Text block -
The Wikipedia article about Hardy-Weinberg principle includes some very helpful information on the theoretical underpinnings of the test, as Inbreeding Coefficient relies on the math behind the Hardy-Weinberg Principle.

### Use in GATK

We calculate Inbreeding Coefficient as

$$ 1-\frac{ \text{# observed heterozygotes} }{ \text{# expected heterozygotes} } $$

The number of observed heterozygotes can be calculated from the data. The number of expected heterozygotes is `2pq`

, where `p`

is the frequency of the reference allele and `q`

is the frequency of the alternate allele (AF). (Please see Hardy-Weinberg Principle link above).

A value of 0 suggests the site is in Hardy-Weinberg Equilibrium. Negative values of Inbreeding Coefficient could mean there are too many heterozygotes and suggest a site with bad mapping. The other nice side effect is that one of the error modes in variant calling is for all calls to be heterozygous, which this metric captures nicely. This is why we recommend filtering out variants with negative Inbreeding Coefficients. Although positive values suggest too few heterozygotes, we do not recommend filtering out positive values because they could arise from admixture of different ethnic populations.

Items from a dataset
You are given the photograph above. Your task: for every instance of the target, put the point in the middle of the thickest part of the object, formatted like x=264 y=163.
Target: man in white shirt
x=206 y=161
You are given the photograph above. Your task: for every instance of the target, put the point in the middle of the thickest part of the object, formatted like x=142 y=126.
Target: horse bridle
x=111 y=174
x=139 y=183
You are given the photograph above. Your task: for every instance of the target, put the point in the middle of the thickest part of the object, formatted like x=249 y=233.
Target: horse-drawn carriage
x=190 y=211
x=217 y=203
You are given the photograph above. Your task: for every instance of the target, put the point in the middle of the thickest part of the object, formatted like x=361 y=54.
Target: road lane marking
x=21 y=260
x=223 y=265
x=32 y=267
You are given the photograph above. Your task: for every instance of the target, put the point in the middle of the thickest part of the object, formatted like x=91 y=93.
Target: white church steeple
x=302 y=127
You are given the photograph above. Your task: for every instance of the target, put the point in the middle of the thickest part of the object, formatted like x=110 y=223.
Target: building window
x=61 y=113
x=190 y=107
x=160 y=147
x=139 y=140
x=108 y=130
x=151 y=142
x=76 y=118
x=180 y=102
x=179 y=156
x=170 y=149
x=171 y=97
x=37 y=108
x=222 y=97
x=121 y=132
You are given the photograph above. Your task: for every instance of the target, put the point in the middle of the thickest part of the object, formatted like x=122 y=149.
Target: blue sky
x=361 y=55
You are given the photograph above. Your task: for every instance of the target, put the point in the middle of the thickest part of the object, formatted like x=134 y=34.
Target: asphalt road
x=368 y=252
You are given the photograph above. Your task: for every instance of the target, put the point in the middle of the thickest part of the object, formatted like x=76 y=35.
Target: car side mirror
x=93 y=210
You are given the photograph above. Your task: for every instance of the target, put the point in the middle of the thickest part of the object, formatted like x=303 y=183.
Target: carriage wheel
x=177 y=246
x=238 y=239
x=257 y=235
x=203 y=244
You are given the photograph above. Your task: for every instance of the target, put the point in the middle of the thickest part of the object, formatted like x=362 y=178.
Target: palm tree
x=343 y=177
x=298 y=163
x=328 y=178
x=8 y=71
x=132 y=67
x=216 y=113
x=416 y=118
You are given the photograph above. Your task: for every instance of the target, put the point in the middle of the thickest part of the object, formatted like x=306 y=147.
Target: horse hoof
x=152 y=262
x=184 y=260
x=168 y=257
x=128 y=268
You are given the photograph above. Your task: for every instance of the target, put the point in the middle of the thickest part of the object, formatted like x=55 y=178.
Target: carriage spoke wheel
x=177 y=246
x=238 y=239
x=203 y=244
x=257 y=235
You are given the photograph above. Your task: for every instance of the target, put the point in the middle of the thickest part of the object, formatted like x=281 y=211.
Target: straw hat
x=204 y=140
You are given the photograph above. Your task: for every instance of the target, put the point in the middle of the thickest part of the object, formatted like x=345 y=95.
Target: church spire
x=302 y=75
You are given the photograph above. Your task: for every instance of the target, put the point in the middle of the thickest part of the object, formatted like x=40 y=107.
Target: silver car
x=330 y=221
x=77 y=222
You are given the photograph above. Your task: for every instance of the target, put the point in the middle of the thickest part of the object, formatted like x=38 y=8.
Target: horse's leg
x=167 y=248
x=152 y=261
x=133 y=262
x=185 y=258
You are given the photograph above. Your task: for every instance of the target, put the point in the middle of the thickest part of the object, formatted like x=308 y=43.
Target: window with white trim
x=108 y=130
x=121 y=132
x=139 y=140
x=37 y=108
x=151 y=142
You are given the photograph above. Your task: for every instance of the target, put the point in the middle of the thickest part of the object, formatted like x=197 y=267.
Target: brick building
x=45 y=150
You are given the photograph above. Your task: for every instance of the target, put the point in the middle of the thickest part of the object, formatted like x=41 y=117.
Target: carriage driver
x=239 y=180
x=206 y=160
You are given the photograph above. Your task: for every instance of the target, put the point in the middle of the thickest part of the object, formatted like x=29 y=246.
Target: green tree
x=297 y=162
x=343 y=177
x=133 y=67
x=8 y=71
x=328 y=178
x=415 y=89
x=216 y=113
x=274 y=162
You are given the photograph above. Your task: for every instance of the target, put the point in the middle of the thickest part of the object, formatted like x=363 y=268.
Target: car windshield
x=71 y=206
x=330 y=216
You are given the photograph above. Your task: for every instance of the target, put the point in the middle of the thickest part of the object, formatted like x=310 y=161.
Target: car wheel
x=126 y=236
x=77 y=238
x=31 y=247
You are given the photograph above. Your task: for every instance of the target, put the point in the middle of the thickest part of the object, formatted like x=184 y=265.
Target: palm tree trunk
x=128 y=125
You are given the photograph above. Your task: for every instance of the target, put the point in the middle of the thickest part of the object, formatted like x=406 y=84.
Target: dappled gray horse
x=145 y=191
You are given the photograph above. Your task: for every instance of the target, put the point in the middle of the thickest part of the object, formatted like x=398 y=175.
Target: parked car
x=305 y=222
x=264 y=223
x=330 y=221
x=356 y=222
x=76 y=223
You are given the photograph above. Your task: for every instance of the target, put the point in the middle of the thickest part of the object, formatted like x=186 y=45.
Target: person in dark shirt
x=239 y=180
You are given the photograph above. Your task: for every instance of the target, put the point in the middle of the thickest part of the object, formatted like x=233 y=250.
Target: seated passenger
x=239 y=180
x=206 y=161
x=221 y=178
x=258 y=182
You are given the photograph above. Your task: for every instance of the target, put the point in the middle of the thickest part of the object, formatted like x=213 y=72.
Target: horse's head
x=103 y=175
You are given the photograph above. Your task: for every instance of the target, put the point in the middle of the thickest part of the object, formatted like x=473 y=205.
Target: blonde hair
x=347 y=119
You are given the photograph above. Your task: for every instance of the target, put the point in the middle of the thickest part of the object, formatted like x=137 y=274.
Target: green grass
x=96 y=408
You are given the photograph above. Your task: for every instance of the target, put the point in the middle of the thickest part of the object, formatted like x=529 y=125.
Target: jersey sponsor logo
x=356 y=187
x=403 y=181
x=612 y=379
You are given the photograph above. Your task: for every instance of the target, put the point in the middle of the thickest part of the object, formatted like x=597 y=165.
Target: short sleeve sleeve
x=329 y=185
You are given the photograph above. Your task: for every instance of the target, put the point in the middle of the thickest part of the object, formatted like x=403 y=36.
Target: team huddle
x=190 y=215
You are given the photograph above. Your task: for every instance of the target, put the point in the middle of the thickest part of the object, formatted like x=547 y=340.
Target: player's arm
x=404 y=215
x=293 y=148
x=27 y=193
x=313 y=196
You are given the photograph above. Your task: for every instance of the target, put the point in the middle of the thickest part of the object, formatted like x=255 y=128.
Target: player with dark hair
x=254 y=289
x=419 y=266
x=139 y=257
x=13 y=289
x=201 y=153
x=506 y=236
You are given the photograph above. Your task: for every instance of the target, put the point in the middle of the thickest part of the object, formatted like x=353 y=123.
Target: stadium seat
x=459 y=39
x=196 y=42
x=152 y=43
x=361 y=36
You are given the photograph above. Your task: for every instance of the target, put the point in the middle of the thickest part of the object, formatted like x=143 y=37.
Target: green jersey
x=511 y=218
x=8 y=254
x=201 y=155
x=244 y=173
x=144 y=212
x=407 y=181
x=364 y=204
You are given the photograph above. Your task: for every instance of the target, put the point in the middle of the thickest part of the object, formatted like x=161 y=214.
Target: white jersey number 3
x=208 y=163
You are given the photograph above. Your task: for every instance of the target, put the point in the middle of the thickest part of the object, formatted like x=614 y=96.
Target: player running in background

Exercise A - According to the Inbreeding Coefficient text, why is filtering out positive values not recommended?
Exercise B - Translate this sentence from the Inbreeding Coefficient text into Spanish: "Negative values of Inbreeding Coefficient could mean there are too many heterozygotes and suggest a site with bad mapping."

Response A - Positive values could arise from admixture of different ethnic populations.

Response B - Los valores negativos del coeficiente de endogamia podrían significar que hay demasiados heterocigotos y sugieren un sitio con un mapeo deficiente.